**SUPPLIED DATA**.
----

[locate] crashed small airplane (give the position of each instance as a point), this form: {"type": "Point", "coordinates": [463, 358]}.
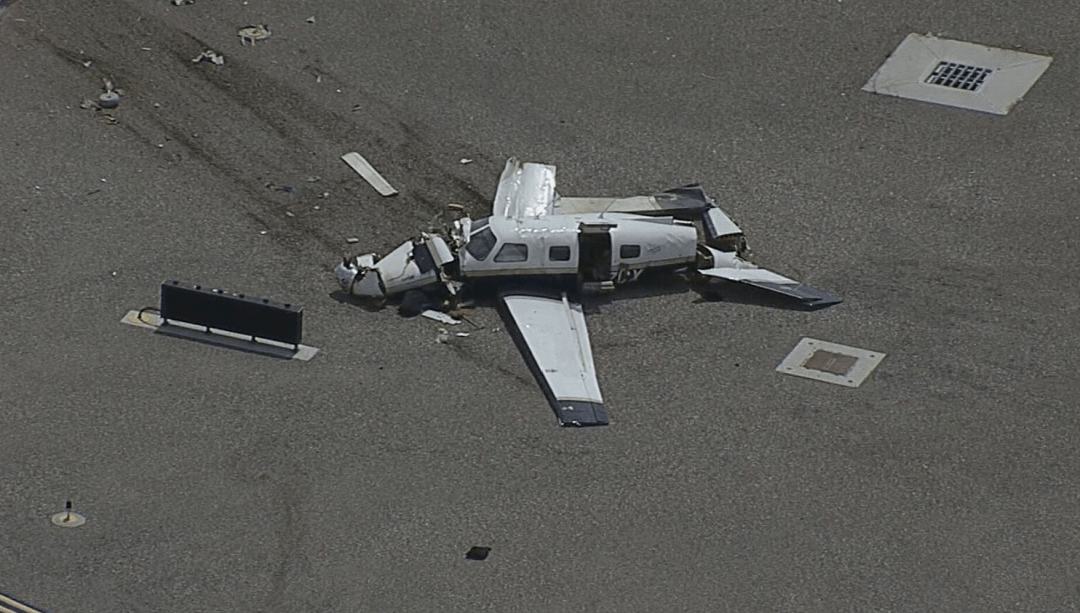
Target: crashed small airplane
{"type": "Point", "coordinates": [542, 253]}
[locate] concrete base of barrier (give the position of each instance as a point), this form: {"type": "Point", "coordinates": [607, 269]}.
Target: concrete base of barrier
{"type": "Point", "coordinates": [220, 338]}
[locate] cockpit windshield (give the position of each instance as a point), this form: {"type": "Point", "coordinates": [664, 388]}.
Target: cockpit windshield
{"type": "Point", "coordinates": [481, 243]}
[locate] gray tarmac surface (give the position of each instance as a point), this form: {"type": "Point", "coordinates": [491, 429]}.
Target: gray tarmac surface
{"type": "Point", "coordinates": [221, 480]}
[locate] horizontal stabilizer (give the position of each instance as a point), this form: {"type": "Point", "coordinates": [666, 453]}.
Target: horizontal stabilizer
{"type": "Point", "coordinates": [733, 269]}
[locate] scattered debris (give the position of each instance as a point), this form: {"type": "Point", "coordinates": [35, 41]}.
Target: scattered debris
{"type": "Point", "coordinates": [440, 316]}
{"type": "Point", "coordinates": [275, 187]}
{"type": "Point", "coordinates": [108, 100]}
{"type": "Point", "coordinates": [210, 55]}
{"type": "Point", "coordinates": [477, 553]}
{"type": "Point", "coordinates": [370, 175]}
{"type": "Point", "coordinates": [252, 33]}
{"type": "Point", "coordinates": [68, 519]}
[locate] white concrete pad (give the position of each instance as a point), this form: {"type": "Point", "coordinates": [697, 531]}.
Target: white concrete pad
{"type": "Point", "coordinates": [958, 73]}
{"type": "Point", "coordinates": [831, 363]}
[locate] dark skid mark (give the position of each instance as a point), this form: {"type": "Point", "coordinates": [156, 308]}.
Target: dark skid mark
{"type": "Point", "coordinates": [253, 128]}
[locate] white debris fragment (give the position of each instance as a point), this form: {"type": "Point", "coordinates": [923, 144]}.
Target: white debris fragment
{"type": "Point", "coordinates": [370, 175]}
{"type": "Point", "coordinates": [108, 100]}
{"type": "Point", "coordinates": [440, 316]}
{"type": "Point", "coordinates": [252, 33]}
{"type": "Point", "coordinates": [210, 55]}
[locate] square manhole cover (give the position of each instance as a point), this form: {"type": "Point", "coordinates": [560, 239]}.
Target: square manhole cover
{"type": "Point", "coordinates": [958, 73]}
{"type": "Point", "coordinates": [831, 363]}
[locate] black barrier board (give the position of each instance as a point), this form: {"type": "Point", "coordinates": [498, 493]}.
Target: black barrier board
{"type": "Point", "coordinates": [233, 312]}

----

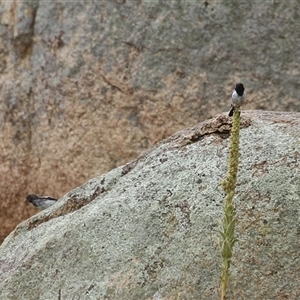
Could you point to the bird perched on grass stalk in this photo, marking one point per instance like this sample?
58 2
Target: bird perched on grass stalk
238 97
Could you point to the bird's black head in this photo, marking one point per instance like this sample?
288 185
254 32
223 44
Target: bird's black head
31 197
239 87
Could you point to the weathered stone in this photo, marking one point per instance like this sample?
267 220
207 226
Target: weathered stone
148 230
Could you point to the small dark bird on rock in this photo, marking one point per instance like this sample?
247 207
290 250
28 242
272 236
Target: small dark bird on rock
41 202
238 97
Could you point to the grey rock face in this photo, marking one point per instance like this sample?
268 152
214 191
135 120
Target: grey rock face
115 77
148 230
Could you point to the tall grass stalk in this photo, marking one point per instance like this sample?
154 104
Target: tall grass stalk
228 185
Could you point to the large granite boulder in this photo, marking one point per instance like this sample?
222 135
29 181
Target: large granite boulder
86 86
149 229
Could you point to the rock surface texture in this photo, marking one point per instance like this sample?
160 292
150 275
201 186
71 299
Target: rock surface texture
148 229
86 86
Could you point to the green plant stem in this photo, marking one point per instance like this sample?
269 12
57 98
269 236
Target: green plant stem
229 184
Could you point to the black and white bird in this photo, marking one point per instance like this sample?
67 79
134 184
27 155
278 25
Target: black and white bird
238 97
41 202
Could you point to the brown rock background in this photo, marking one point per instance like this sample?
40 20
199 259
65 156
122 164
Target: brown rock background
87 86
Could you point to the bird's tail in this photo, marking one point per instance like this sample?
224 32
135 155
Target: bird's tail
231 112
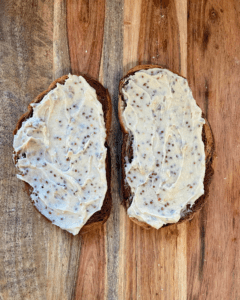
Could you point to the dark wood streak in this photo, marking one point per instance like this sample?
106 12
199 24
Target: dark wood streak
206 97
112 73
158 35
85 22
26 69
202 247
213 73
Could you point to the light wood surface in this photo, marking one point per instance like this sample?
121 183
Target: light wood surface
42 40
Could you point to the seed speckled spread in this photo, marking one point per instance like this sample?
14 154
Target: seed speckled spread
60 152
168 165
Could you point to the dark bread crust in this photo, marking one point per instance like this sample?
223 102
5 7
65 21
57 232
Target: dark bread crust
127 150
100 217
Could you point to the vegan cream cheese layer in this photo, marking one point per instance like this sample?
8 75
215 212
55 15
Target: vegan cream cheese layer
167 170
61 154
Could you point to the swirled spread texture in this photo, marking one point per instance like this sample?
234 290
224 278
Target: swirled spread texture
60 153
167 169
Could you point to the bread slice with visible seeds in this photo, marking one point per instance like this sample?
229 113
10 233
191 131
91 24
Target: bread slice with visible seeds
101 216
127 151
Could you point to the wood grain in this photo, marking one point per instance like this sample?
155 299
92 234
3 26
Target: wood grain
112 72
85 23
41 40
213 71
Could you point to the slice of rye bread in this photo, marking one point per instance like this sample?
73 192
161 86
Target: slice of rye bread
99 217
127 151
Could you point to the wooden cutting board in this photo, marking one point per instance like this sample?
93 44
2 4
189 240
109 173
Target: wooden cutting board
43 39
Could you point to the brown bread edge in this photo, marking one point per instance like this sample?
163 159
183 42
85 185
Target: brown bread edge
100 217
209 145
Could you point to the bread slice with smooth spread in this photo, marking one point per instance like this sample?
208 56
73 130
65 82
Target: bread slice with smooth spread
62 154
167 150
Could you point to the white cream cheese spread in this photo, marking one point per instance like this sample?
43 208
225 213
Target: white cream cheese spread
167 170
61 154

----

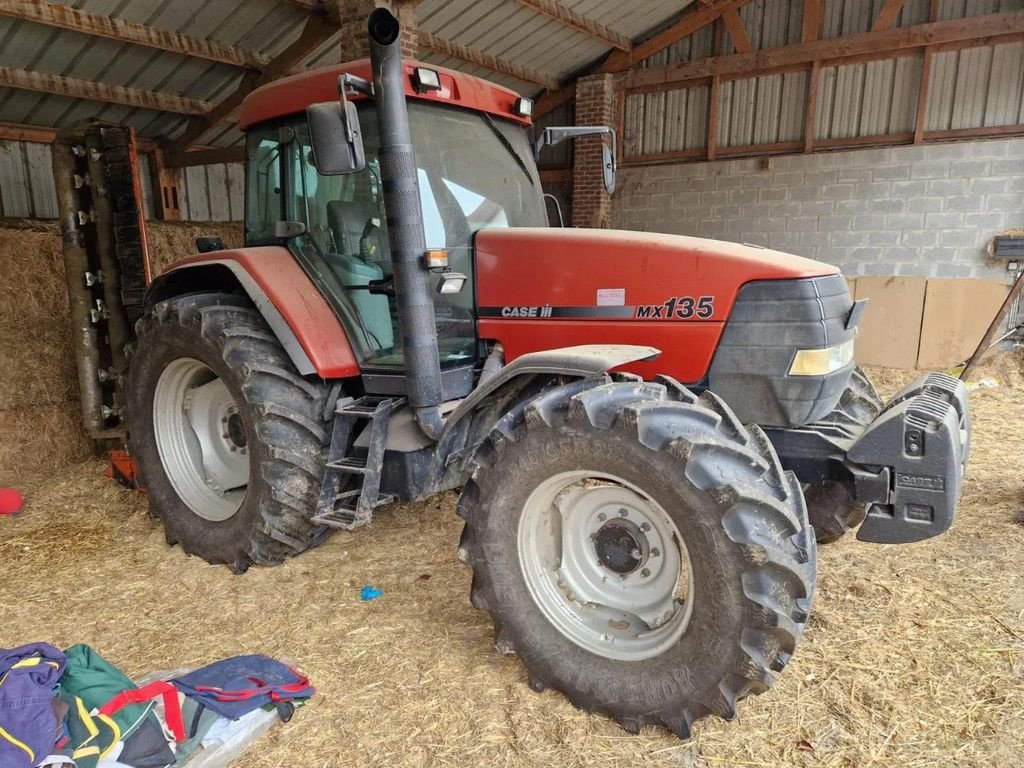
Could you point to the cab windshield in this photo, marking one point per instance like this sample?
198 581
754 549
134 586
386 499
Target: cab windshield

----

**AIM OF THE TASK**.
Leaving out all pictures, set down exactly the lines of the material above, from the line with "[locate] crashed small" to the line with "[locate] white concrete" inclusive, and no others.

**ANSWER BELOW**.
[locate] crashed small airplane (give the position of each instance as a point), this form: {"type": "Point", "coordinates": [463, 358]}.
Target: crashed small airplane
{"type": "Point", "coordinates": [542, 253]}
[locate] concrete base of barrier (give the position of each instance as a point), this form: {"type": "Point", "coordinates": [607, 269]}.
Target: concrete base of barrier
{"type": "Point", "coordinates": [220, 338]}
[locate] cockpit windshield (give the position of each instance as a point), this form: {"type": "Point", "coordinates": [664, 388]}.
Target: cockpit windshield
{"type": "Point", "coordinates": [481, 243]}
[locate] gray tarmac surface (give the position of each instance as a point), this form: {"type": "Point", "coordinates": [491, 429]}.
Target: gray tarmac surface
{"type": "Point", "coordinates": [221, 480]}
[locate] horizontal stabilizer (give the position of each instance as a point), this form: {"type": "Point", "coordinates": [666, 453]}.
Target: horizontal stabilizer
{"type": "Point", "coordinates": [733, 269]}
[locate] scattered debris (give the position of each instance as a point), this form: {"type": "Point", "coordinates": [35, 41]}.
Target: scattered debris
{"type": "Point", "coordinates": [440, 316]}
{"type": "Point", "coordinates": [275, 187]}
{"type": "Point", "coordinates": [108, 100]}
{"type": "Point", "coordinates": [210, 55]}
{"type": "Point", "coordinates": [477, 553]}
{"type": "Point", "coordinates": [370, 175]}
{"type": "Point", "coordinates": [252, 33]}
{"type": "Point", "coordinates": [68, 519]}
[locate] white concrete pad (give the position of each instance as a point), this form: {"type": "Point", "coordinates": [697, 531]}.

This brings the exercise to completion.